Just this year I have fenced the whole back food forest to let them forage a little more widely and it seems to be a good experiment so far! It’s early days, and they weren’t on the yard in the early spring as young plants were making their tender way in to the world, so I am curious to see the effects throughout next year and the following years, but these are my observations so far:
Throughout most of the summer I didn’t notice too much change due to the ducks – extra poop everywhere, and some trampled areas where they liked to bed down for the day (they liked open ground, so my newly planted asparagus bed, which for some reason was not well mulched, suffered.), and some holes in the woodchips where they stuck their bills in and sifted for protein snacks. I fed them fairly daily with barley grain as well – about a quart for 4 adults and a baby. As fall rolled around, and I started realizing how well they have been finding their own meals (and since the wild seeds are in profusion) I sometimes go a few days without feeding. If I go too long they figure out how to escape the yard, but they are doing a much better job of mowing down some of the plants I want them to now (mainly quackgrass). I have wanted to eradicate grass from my plantings for years, but now I see its value as forage…and of course this foraging pressure will cut down its dominance!
It seems their preferences have been, sorta in this order (at least of what is available in the space): insects (including worms, slugs, flies, etc etc), berries within reach, red clover, tender grass, kale, comfrey, (probably chickweed and dandelions about here), turnip greens, tougher grass, turnip stems, mature lambs quarters seeds, chives, horseradish leaves, valerian leaves. They have not seemed to damage in any way strawberry plants, trees and shrubs and raspberry canes, russian tarragon, yellow toadflax, lupine, or motherwort. They have smooshed, to varying degrees, some small, young transplants of asparagus, native artemisia, french sorrel (they probably ate this too), lovage (though this isn’t in that bad of shape, just walked on a bit), and haskap. All of this could have been prevented with a low fence around the plants, but so far the area and number of plants affected is small.
I have great hopes that this arrangement will lead to healthier ducks, fewer pest insects (especially hopeful on slugs, currant worms and leaf rollers), naturally mowed grass for a ‘cleaner’ look to the yard – for those who care, low effort fertilization of the fruit trees, and less food expenses for the ducks. For more thoughts on the subject, I found 10 reasons for and against muscovies in the back yard in this great post, which mostly mirrors my experience!

- - -

**WORK TO COMPLETE:** In the passage about ducks foraging in the food forest, copy the stretch from "I have great" through "mirrors my experience!", replacing "fruit trees" with "berry bushes".

**EXTRACTED INFORMATION:**
- - -

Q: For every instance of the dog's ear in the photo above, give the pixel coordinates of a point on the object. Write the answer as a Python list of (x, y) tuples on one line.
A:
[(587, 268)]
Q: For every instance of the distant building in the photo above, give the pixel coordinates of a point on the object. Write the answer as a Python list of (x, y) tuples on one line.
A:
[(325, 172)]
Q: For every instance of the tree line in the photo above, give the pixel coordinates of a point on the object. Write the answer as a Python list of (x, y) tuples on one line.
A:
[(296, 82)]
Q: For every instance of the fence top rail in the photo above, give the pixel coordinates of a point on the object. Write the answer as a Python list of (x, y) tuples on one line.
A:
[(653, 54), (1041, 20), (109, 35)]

- - -

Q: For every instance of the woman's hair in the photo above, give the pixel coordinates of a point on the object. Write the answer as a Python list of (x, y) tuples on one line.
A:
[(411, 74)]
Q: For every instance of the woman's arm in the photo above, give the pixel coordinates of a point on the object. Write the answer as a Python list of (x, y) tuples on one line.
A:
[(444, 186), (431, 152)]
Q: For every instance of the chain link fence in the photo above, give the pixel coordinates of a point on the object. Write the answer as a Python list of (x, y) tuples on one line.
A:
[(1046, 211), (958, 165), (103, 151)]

- - -

**SOLUTION FOR THIS EXERCISE:**
I have great hopes that this arrangement will lead to healthier ducks, fewer pest insects (especially hopeful on slugs, currant worms and leaf rollers), naturally mowed grass for a ‘cleaner’ look to the yard – for those who care, low effort fertilization of the berry bushes, and less food expenses for the ducks. For more thoughts on the subject, I found 10 reasons for and against muscovies in the back yard in this great post, which mostly mirrors my experience!